Brief A: Please render the stretch of the listing from the line containing "spot the agricultural" through the line containing "[364,748,476,810]" as a JSON list of strings, one string per line, leaving out blank lines.

--- Start of Given text ---

This idea of fiscal citizenship is important to Zelenak's work. It also proves to be an important theme in literature.

Larry Zelenak:

David Foster Wallace had as good a claim to being the leading or serious American novelist of his generation as anyone. He died, committed suicide a few years ago. And at his death, he left an unfinished novel set in a fictional IRS Return Processing Center in the Midwest. The title of it was The Pale King. And his editor, Michael Pietsch, put it together. It's obviously not exactly what Wallace would have done had he lived, but it reads pretty well. It's quite readable even though it's not finished, let's put it that way.

Larry Zelenak:

And one of the things that I thought was especially interesting, from this perspective, Wallace I think is concerned or interested in exploring two themes. One is boredom in the workplace and that's obviously a tricky theme to engage with in literature because discussion of boredom tends to be boring. But I think he actually does a pretty good job with it. As someone who thinks that tax is actually pretty interesting, I was a little distressed that he thought that tax was the obvious go-to area to explore boredom.

Larry Zelenak:

But setting that aside, the other thing that he was really interested in was civic responsibility and fiscal citizenship. So it fits in with a lot of the themes I've been interested in anyway. And one thing he does that, from this perspective, I think is really cool because he manages to hold this at arms length and yet get it out there, he has a highly respected upper level IRS official give a speech about fiscal citizenship and how important all this is to literally a captive audience. It's delivered while he and his captive audience are in a stuck elevator.

Larry Zelenak:

And he goes on for about half an hour using quotations actually, Wallace doesn't say this, but I recognize them from Sheldon Cohen, a former IRS Commissioner, and he puts those words into the mouth of his fictional character giving the lecture in the stuck elevator. So on the one hand, I think Wallace really believed in the fiscal citizenship aspects of tax paying. And I think on the other hand, he recognized that in real life the only way you can get someone to sit still for that was to hold them captive.

Steven Dean:

Or make them take a tax policy class.

Larry Zelenak:

That would work, too. If there were academic credit involved, that might be another way.

--- End of Given text ---

Brief B: According to the transcript, what was the title of the unfinished novel David Foster Wallace left at his death?

--- Start of Data for this exercise ---

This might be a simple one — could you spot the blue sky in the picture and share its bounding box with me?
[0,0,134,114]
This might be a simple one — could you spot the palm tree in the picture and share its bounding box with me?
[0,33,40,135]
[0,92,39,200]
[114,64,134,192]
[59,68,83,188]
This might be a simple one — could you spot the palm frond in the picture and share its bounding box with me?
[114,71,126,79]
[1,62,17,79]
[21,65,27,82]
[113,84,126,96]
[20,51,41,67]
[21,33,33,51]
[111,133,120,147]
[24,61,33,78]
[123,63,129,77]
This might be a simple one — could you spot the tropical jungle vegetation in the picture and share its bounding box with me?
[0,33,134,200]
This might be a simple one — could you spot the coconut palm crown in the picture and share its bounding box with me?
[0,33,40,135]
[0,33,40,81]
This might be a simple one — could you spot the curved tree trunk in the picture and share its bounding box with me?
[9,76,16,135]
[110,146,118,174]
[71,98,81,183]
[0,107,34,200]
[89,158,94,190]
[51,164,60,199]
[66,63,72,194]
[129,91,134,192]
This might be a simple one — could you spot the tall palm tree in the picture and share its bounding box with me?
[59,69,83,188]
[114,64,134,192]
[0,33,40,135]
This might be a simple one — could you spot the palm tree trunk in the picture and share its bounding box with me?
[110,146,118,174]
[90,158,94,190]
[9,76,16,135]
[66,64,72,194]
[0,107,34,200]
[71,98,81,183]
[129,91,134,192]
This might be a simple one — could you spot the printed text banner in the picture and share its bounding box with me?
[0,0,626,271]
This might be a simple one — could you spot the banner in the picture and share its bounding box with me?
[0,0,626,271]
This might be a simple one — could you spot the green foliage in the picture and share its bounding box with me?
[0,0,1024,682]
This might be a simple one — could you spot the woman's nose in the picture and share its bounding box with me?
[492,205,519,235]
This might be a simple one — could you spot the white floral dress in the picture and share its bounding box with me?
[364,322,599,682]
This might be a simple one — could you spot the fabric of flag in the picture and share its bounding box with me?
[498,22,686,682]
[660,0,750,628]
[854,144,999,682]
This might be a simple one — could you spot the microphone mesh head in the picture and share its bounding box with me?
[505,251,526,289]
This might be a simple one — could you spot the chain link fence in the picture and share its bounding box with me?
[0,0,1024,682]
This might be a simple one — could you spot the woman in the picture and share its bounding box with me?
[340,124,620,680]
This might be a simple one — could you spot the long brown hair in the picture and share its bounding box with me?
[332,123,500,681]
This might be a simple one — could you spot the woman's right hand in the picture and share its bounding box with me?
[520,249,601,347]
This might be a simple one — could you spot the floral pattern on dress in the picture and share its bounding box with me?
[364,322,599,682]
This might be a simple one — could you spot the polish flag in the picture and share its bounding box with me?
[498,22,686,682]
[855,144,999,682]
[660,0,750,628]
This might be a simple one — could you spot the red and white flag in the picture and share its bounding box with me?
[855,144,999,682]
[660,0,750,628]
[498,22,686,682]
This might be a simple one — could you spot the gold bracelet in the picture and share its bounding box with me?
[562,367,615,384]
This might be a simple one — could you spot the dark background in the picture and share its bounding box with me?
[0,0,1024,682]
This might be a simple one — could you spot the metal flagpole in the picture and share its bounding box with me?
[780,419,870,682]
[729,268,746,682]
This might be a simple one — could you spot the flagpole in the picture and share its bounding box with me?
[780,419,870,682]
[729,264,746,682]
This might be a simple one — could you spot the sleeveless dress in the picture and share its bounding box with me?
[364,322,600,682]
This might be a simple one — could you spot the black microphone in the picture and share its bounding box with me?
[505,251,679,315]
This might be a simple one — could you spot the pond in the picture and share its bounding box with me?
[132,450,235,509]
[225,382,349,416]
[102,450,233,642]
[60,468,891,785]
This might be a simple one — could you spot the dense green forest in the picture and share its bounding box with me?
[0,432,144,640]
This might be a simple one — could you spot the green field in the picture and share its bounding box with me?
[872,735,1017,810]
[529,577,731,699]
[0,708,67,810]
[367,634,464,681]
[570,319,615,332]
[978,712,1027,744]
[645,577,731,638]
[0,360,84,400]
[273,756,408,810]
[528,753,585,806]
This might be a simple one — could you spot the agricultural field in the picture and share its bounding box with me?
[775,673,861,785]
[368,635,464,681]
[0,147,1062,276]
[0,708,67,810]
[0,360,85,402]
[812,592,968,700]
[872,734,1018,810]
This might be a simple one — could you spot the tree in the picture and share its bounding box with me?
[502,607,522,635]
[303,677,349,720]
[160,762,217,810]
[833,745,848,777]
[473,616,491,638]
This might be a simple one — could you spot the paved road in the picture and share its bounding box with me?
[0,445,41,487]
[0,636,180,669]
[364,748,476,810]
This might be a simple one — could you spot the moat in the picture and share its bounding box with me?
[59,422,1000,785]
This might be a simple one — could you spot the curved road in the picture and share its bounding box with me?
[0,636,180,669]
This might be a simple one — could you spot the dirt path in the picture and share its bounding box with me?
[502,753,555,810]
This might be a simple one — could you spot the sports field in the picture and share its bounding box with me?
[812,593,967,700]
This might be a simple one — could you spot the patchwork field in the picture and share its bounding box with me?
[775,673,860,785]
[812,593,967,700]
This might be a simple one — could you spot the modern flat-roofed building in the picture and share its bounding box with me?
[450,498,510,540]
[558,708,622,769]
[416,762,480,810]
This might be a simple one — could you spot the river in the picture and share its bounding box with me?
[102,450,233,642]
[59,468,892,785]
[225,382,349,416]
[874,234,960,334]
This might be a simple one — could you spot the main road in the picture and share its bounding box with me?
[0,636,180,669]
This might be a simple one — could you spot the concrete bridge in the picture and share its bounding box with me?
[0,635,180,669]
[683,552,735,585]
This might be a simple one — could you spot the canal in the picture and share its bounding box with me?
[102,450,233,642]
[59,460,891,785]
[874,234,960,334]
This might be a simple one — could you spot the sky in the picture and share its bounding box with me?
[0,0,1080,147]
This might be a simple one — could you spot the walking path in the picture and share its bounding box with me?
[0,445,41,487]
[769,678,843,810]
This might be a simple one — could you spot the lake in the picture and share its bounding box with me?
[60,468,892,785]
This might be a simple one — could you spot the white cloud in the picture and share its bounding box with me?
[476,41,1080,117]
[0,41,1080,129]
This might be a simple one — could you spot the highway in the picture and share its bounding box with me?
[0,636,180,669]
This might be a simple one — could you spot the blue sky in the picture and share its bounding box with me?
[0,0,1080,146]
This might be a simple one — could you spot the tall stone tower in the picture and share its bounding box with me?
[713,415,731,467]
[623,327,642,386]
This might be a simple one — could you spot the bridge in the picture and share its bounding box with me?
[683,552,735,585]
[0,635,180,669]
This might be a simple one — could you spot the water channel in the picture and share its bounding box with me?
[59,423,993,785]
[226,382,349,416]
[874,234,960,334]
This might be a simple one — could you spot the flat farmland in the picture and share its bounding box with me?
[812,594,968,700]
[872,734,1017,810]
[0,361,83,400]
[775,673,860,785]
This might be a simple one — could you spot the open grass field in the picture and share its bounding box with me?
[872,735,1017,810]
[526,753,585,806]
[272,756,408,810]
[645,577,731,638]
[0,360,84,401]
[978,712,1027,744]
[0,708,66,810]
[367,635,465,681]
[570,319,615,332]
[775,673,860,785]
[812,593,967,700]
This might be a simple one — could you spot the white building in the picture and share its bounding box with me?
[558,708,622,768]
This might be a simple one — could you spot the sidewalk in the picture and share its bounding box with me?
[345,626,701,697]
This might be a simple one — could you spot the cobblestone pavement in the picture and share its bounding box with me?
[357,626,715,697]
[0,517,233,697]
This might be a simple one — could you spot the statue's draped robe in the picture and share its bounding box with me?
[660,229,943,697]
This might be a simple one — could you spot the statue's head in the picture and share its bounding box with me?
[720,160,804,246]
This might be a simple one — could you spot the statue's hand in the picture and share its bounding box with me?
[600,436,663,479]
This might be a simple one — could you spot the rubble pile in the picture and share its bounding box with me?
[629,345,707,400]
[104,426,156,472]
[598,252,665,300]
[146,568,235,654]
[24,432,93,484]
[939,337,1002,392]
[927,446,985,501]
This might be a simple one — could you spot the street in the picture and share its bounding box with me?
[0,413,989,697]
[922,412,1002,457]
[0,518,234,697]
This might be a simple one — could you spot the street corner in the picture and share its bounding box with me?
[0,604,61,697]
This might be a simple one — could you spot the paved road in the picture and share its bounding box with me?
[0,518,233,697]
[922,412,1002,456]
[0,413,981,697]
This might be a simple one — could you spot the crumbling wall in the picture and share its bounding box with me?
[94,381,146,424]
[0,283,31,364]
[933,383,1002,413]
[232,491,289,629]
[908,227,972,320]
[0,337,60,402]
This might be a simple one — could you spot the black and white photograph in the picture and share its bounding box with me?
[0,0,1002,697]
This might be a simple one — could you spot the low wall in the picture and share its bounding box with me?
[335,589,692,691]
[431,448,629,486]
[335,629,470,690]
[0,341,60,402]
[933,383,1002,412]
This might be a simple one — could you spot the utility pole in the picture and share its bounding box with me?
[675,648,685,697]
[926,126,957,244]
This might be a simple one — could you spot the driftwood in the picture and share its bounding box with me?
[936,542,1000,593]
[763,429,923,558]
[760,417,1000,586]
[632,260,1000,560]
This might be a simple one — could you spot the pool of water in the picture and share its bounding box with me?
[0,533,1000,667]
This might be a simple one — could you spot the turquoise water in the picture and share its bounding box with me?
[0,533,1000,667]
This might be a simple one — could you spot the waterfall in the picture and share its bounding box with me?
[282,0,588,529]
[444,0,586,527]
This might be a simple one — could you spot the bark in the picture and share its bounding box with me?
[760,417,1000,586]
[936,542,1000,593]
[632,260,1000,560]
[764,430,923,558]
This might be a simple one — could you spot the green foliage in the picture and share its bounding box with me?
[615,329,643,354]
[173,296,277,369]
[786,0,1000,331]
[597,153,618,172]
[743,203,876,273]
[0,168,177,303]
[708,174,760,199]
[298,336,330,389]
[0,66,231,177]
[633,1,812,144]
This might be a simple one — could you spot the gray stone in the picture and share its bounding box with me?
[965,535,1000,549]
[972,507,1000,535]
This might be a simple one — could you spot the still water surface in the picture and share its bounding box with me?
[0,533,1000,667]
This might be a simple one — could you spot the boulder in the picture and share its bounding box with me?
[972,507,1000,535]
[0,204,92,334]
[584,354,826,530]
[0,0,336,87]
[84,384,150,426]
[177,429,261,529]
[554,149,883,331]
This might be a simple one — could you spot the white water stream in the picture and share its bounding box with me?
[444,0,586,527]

--- End of Data for this exercise ---

Expected output A:
[
  "This might be a simple one — could you spot the agricultural field in the picture and share its bounding box with me?",
  "[775,673,861,785]",
  "[368,635,464,681]",
  "[0,147,1062,276]",
  "[0,708,67,810]",
  "[0,360,85,402]",
  "[812,592,968,700]",
  "[872,734,1018,810]",
  "This might be a simple one — could you spot the tree in the picture and share its bounding box with me?",
  "[502,607,522,635]",
  "[303,677,349,720]",
  "[160,762,217,810]",
  "[833,745,848,777]",
  "[473,616,491,638]",
  "This might be a simple one — could you spot the paved road in the picture and share its bounding box with me?",
  "[0,445,41,487]",
  "[0,636,180,669]",
  "[364,748,476,810]"
]

Expected output B: The Pale King